━━━ Texto fornecido

Yanis
Varoufakis: A UE está se tornando uma união para a guerra
Nos
últimos meses, as mobilizações de solidariedade para com o povo palestino
cresceram ao redor do mundo. Mas nem sempre são bem recebidas – ou mesmo
toleradas – pelos poderes instituídos. Em abril, o antigo ministro das finanças
grego, Yanis Varoufakis, deveria ter participado, através de uma ligação vídeo,
em um congresso para a Palestina, em Berlim. Em vez disso, a reunião foi
interrompida pela polícia e ele foi impedido de entrar no
país.
Antes
das eleições do próximo fim de semana para o Parlamento Europeu, a guerra de
Israel em Gaza é, para muitos dos principais partidos, um assunto sobre o qual
preferem não falar. Mas o partido pan-europeu de Varoufakis, o DiEM25, é
certamente uma exceção, tomando uma posição forte a favor de Gaza. Numa
entrevista com Ferdinando Pezzopane da Jacobin, Varoufakis falou da
cumplicidade do Ocidente na guerra, dos protestos contra a mesma e da
perspectiva de construir uma Europa diferente.
LEIA
A ENTREVISTA:
·
Os Estados-membros da
União Europeia estão reprimindo a dissidência popular sobre a guerra de Israel
e ao apoio dos seus líderes a ela. O governo alemão, que é supostamente de
centro-esquerda, tem interrompido todo o tipo de manifestações a favor da Palestina.

━━━━━━
━━━ Dados armazenados

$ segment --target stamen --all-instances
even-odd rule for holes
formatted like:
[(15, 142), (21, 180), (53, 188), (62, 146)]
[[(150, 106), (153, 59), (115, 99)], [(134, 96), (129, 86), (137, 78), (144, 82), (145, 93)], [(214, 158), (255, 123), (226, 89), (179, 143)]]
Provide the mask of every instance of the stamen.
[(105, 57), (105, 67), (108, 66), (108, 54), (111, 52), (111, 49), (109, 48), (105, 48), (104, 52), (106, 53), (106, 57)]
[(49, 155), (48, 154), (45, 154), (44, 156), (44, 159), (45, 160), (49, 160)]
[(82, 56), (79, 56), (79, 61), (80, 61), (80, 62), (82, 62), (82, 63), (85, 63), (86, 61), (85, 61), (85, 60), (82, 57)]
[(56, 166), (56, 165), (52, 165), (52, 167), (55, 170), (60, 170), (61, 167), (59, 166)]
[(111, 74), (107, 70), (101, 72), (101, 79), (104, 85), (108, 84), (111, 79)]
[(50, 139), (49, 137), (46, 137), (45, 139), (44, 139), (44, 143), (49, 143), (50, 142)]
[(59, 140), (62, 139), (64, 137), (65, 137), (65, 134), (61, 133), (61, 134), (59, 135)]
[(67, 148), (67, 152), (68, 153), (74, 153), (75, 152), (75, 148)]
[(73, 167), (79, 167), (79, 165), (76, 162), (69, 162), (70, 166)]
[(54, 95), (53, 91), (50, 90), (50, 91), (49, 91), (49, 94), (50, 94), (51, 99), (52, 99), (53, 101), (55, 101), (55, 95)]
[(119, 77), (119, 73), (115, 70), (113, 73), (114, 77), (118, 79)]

━━━━━━

Objetivo do exercício →
Redigite na íntegra, sem mudar nada, o texto sobre Yanis Varoufakis e a União Europeia.

Resultado da tarefa →
Yanis
Varoufakis: A UE está se tornando uma união para a guerra
Nos
últimos meses, as mobilizações de solidariedade para com o povo palestino
cresceram ao redor do mundo. Mas nem sempre são bem recebidas – ou mesmo
toleradas – pelos poderes instituídos. Em abril, o antigo ministro das finanças
grego, Yanis Varoufakis, deveria ter participado, através de uma ligação vídeo,
em um congresso para a Palestina, em Berlim. Em vez disso, a reunião foi
interrompida pela polícia e ele foi impedido de entrar no
país.
Antes
das eleições do próximo fim de semana para o Parlamento Europeu, a guerra de
Israel em Gaza é, para muitos dos principais partidos, um assunto sobre o qual
preferem não falar. Mas o partido pan-europeu de Varoufakis, o DiEM25, é
certamente uma exceção, tomando uma posição forte a favor de Gaza. Numa
entrevista com Ferdinando Pezzopane da Jacobin, Varoufakis falou da
cumplicidade do Ocidente na guerra, dos protestos contra a mesma e da
perspectiva de construir uma Europa diferente.
LEIA
A ENTREVISTA:
·
Os Estados-membros da
União Europeia estão reprimindo a dissidência popular sobre a guerra de Israel
e ao apoio dos seus líderes a ela. O governo alemão, que é supostamente de
centro-esquerda, tem interrompido todo o tipo de manifestações a favor da Palestina.